TO BE DONE:
Retype precisely the section of the data that starts at the line containing "Could you please indicate the white tablecloth" and runs to its final line, ends included.

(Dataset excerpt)
════════════════
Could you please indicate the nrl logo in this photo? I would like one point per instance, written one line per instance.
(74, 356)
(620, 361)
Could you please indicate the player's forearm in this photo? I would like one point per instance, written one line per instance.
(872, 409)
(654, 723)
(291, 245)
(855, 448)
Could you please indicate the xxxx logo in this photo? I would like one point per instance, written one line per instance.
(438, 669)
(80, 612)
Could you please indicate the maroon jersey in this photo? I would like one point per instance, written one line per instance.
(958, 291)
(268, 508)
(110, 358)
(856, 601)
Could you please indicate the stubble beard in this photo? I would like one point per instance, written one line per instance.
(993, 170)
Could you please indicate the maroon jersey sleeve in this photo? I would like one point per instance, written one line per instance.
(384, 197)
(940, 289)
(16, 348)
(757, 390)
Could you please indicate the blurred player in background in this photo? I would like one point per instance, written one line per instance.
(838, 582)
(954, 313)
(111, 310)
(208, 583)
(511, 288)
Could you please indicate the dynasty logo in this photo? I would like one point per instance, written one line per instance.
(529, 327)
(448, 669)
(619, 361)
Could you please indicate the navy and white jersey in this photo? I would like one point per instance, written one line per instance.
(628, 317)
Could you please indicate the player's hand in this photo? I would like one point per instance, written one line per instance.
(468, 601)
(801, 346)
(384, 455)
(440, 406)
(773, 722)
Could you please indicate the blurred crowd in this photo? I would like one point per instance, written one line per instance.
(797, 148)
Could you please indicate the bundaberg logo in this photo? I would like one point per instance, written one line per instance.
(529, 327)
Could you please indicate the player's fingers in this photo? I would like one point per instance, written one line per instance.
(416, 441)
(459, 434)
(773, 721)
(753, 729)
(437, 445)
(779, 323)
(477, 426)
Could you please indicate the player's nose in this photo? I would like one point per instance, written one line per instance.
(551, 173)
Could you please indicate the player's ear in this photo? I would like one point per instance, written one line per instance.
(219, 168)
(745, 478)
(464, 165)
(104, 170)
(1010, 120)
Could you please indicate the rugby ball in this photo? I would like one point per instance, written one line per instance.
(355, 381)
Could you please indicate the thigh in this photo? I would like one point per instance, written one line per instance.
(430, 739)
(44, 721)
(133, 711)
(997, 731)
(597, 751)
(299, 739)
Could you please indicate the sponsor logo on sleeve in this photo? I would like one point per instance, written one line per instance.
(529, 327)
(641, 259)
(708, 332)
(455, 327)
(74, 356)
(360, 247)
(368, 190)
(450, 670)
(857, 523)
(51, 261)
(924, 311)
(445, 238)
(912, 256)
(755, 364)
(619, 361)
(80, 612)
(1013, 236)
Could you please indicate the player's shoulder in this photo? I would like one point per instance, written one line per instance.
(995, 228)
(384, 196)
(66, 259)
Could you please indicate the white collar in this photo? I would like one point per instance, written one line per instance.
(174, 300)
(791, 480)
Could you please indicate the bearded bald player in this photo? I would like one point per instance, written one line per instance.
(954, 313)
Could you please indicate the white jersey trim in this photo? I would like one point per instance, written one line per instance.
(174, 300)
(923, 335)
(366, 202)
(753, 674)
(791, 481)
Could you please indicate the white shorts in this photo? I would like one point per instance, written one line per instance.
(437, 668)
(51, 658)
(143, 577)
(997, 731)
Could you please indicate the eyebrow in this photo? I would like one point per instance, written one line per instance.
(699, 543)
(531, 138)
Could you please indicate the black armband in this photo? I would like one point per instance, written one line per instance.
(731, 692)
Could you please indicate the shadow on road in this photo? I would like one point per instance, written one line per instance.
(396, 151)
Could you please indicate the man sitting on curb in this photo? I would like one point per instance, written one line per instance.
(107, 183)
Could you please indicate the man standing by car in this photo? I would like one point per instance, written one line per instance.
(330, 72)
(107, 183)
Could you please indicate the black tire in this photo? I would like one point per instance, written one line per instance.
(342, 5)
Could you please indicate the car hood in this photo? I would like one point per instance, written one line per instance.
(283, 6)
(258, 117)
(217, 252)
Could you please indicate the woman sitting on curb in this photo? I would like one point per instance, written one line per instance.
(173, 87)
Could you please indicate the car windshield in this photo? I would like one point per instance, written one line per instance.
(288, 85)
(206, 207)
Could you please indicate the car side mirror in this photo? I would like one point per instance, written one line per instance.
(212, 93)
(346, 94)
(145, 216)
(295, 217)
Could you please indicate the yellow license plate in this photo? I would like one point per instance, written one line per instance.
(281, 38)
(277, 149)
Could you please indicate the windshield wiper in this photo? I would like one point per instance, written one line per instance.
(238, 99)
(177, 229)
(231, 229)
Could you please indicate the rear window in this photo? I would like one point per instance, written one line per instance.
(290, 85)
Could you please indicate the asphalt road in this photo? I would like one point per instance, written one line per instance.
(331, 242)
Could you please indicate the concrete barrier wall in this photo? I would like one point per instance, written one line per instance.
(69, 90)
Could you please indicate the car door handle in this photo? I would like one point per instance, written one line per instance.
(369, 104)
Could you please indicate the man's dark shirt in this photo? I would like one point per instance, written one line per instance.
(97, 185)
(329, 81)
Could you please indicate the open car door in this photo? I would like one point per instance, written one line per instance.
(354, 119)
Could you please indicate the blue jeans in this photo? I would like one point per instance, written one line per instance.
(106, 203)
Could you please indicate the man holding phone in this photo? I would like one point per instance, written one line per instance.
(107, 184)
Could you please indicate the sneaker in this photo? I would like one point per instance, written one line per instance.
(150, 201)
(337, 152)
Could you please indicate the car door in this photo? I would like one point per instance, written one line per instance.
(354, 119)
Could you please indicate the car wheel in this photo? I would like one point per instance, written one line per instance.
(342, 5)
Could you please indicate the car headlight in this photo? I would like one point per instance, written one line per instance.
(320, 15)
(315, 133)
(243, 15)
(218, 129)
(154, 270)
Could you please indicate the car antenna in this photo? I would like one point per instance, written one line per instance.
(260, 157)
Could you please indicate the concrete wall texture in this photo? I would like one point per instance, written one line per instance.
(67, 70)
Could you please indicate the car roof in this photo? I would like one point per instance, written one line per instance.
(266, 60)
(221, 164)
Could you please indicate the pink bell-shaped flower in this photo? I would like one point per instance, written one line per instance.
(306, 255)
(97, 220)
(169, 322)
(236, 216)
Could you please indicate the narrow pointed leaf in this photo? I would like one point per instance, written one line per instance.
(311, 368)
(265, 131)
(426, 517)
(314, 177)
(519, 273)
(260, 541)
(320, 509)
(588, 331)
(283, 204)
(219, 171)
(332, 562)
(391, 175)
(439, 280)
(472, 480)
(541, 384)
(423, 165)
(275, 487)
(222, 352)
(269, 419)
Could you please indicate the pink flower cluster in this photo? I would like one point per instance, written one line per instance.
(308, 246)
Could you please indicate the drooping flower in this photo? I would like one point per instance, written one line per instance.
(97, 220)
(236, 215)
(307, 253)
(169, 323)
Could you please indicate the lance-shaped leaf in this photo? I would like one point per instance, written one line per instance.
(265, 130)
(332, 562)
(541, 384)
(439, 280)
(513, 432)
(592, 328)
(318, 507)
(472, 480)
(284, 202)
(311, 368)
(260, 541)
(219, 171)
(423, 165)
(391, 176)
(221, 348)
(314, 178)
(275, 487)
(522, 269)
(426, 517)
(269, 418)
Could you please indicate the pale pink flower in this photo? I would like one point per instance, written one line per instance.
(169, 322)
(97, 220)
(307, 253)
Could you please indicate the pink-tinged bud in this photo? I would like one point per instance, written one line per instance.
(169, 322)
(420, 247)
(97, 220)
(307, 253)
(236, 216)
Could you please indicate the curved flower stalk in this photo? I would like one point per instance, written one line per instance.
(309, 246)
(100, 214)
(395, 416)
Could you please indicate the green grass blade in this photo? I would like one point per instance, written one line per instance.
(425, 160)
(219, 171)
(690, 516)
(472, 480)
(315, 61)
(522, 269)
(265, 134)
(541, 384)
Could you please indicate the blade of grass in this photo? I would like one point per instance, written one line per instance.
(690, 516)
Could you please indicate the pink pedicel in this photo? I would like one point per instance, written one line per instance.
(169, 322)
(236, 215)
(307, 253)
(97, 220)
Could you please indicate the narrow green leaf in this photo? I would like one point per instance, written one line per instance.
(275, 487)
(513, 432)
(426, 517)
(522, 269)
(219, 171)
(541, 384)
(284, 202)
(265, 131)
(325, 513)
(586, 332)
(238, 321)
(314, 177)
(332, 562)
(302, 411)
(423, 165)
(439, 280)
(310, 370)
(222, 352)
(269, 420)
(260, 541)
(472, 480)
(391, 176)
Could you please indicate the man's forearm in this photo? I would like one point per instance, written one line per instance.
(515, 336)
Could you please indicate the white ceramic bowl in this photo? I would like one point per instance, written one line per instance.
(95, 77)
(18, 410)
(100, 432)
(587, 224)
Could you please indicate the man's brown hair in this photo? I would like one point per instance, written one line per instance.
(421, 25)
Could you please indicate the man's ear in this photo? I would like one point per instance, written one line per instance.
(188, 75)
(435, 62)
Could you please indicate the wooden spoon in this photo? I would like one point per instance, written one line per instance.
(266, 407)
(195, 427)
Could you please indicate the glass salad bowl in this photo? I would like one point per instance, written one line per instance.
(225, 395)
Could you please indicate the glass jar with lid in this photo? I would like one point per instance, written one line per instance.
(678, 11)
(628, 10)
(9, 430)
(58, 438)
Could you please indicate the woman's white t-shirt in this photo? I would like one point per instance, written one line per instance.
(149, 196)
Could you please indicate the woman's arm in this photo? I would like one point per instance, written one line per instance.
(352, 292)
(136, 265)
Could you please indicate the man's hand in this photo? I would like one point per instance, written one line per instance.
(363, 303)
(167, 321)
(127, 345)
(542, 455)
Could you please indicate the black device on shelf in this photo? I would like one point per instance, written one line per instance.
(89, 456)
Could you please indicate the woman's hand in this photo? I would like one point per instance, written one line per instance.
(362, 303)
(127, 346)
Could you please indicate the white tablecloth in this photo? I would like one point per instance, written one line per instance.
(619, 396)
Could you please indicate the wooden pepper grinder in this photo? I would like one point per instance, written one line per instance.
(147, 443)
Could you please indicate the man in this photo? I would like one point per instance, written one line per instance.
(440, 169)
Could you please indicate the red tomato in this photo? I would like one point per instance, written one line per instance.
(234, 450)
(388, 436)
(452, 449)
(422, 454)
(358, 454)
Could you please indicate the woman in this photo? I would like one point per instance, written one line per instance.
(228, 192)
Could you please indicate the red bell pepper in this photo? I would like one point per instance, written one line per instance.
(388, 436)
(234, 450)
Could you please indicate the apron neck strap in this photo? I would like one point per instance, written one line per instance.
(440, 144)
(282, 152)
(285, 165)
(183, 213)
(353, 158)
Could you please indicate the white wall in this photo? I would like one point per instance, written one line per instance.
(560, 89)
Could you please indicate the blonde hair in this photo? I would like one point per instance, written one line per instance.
════════════════
SOLUTION:
Could you please indicate the white tablecloth in this photo? I would like one point per instance, written one line per instance.
(619, 396)
Could you please indicate the wooden pepper grinder in this photo? I would like one point per instance, written one line per instance.
(147, 443)
Could you please indicate the man in this photo? I would like one point per instance, written one line per instance.
(440, 169)
Could you please indicate the red tomato in this photo? I would like one point per instance, written one line per instance.
(234, 450)
(388, 436)
(452, 449)
(422, 454)
(358, 454)
Could you please indicate the woman in this photo? I would like one point per instance, written one line per instance.
(228, 192)
Could you please indicate the red bell pepper in this photo? I would like one point per instance, written one line per instance.
(388, 436)
(234, 450)
Could you please indicate the apron neck strap in this photo? I would like one point per instance, written one line per instance.
(440, 144)
(282, 152)
(285, 165)
(183, 213)
(353, 158)
Could you please indicate the white wall in this photo? I would like one point per instance, written one line per instance.
(560, 89)
Could you please indicate the blonde hair in this photo? I would like one point per instance, written one line per instance.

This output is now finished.